── RECORDS PROVIDED

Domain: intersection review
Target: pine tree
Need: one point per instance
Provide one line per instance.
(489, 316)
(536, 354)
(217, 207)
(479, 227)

────

__REQUIRED TASK__
Copy the lines above verbatim, keeping every character and line break unchanged.

__EXERCISE SOLUTION__
Domain: intersection review
Target: pine tree
Need: one point per instance
Provide one line per instance.
(489, 316)
(536, 354)
(217, 207)
(479, 227)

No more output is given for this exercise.